* **設問一覧**:
a) 残価設定型住宅ローンの解説から、「残価設定型住宅ローンの最大の特徴は、」を含む語句を起点とし、「住宅にどれくらいの価値が残っているか(=残価)を先に設定します。」までを正確に書き写してください。
b) 残価設定型住宅ローンの解説に照らして、次の各記述が合致するかを「はい」または「いいえ」で答え、判断の根拠となる本文の語句をそのまま引用してください。(i) 残価設定型では、毎月の返済額に残価部分も含まれる。(ii) 残価とは、一定期間後に住宅に残っている価値として先に設定されるものである。(iii) 一定期間の例として、10年後や20年後が挙げられている。
c) 残価設定型住宅ローンの解説を、本文の最後の文に続けて書き進めてください。

* **読解用抜粋**:
'''

今回は、この「残価設定型住宅ローン」がどんな仕組みなのか、なぜ今話題になっているのか、そしてこれからの住宅購入にどんな影響を与えそうかをわかりやすく解説していきたいと思います。
目次
残価設定型住宅ローンの仕組みをもう少し具体的に

残価設定型住宅ローンの最大の特徴は、
「将来の住宅価値をあらかじめ想定したうえで返済計画を立てる」という点にあります。
一般的な住宅ローンでは、
「借りた金額+利息」を完済することが前提です。
一方、残価設定型では、一定期間後(例:10年後・20年後など)に
住宅にどれくらいの価値が残っているか(=残価)を先に設定します。
そして、
- 残価を除いた金額のみを毎月返済
- 残価部分は、
- 売却
- 借り換え
- 一括返済
といった“選択肢”を将来選ぶ、という考え方です。

'''

* **抽出データ**:
'''

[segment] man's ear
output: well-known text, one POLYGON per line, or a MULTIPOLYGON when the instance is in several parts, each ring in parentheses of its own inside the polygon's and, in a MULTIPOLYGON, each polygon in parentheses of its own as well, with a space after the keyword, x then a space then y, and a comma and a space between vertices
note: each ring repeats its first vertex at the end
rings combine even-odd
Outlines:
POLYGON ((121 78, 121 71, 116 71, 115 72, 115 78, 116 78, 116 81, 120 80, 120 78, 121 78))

'''

* **解答**:
a)
残価設定型住宅ローンの最大の特徴は、
「将来の住宅価値をあらかじめ想定したうえで返済計画を立てる」という点にあります。
一般的な住宅ローンでは、
「借りた金額+利息」を完済することが前提です。
一方、残価設定型では、一定期間後(例:10年後・20年後など)に
住宅にどれくらいの価値が残っているか(=残価)を先に設定します。

b)
(i) いいえ。「残価を除いた金額のみを毎月返済」
(ii) はい。「住宅にどれくらいの価値が残っているか(=残価)を先に設定します」
(iii) はい。「一定期間後(例:10年後・20年後など)」

c)
この仕組みによって、
月々の返済額を抑えながらマイホームを持つことが可能になる
これが最大の魅力だと言えるでしょう。
なぜ今「残価設定型住宅ローン」なのか?

この制度が登場した背景には、はっきりとした時代の変化があります。
かつては、
- 終身雇用
- 年功序列
- 一つの家に一生住み続ける
こうした前提が当たり前でした。
しかし今はどうでしょうか。
- 不動産価格が上がり続けている
- 「長く住み続ける前提」での住宅購入がしんどくなってきている
- 金融機関側も「出口(売却価値)」を織り込まないと貸しにくい
昔は
「買った家=一生住むもの」
だったけど、
今は
「住みながら資産としてどう動かすか」
を考えないと成り立たない時代になってきている。
だからこそ
“将来の売却価値を前提にしたローン”が登場したのです
- 転職は珍しくない
- 家族構成も変わりやすい
- 住む場所や働き方も柔軟になった
つまり、
「一生この家に住み続ける前提」でローンを組む時代ではなくなってきているという現実があります。
残価設定型住宅ローンは、
こうした価値観の変化に合わせて生まれてきた
“住まいを流動的に考える”ための金融商品とも言えます。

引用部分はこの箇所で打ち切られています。